## [Your objective]
Reproduce word for word the part of the HURIDOCS passage below that runs from "There we come" up to and including "refugees for UNHCR.".

Because cooperation among NGOs – however difficult because we all compete for funding and attention – is extremely important. I don’t see anybody else who could steer this cooperation in the area of information and documentation like HURIDOCS could. The problem of course remains to see and explain what HURIDOCS can do that others cannot do, to reformulate its mission.

There we come back to what was said before. HURIDOCS should still make sure that information is easier exchanged. It should also continue to assist others, especially start-ups, with lessons learnt. The third thing is to provide access to information that cannot be easily obtained in any other way, for example comparative human rights case law. The Council of Europe has a very elaborate and decent system, but the regional other systems are much less easily accessible, let alone national case law. The idea to have a legal database, where information from a large number of different providers can be put together, is extremely interesting but also resource intensive as I learned when setting up the legal databases on refugees for UNHCR.

Today, somebody who does a doctoral thesis on e.g. freedom of religion will work through hundreds of cases in the different national, regional and international systems. And that person has the time and energy to find it. But do we all have to do a doctoral thesis to find the most relevant, up-to-date case law on freedom of religion? Apparently, that is still the case.

If you had unlimited time and resources, what would be the one project you would do in the future?

## [Data lines]
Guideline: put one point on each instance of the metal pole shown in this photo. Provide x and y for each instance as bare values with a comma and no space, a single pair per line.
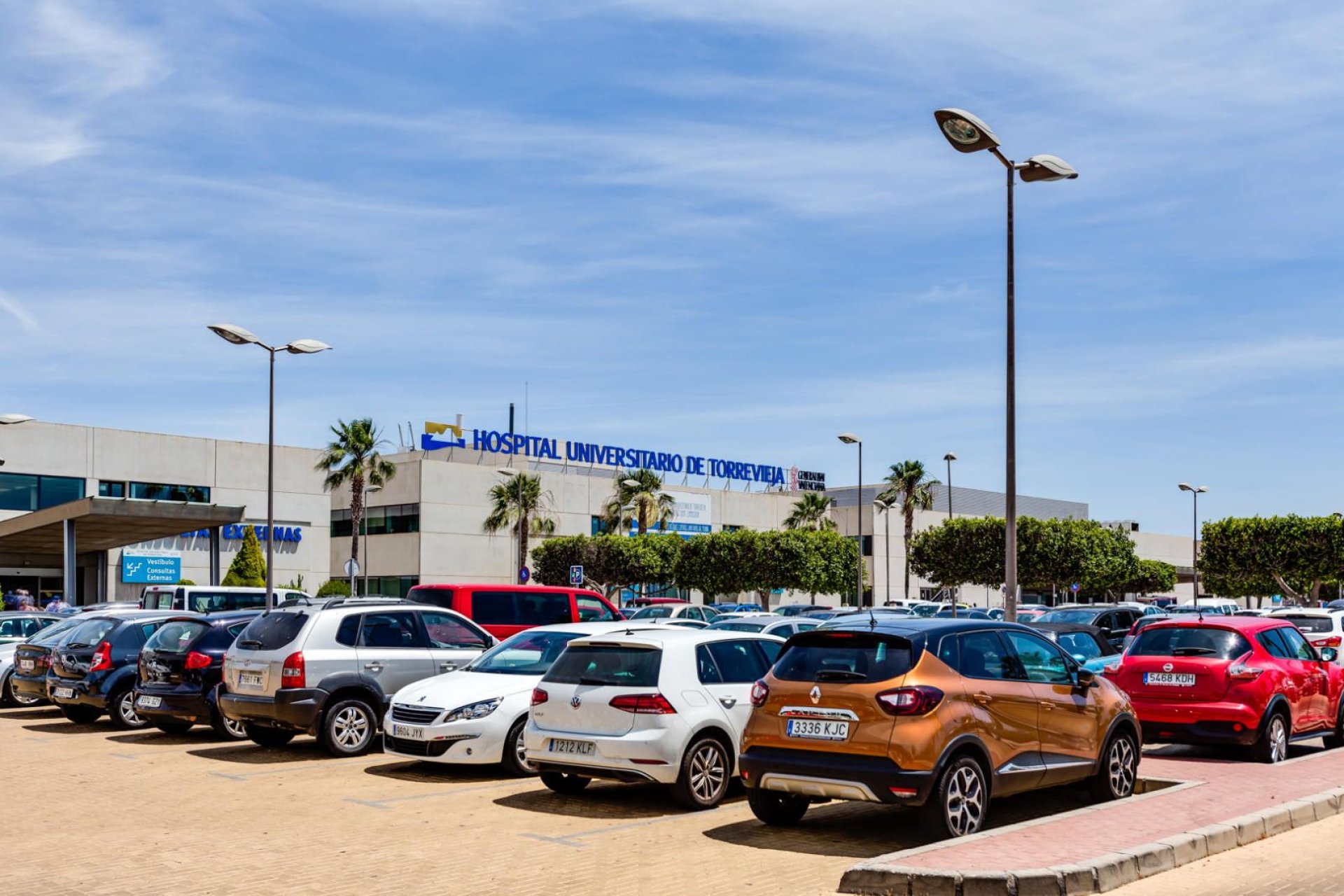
1194,547
270,488
1011,438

## [Exercise response]
There we come back to what was said before. HURIDOCS should still make sure that information is easier exchanged. It should also continue to assist others, especially start-ups, with lessons learnt. The third thing is to provide access to information that cannot be easily obtained in any other way, for example comparative human rights case law. The Council of Europe has a very elaborate and decent system, but the regional other systems are much less easily accessible, let alone national case law. The idea to have a legal database, where information from a large number of different providers can be put together, is extremely interesting but also resource intensive as I learned when setting up the legal databases on refugees for UNHCR.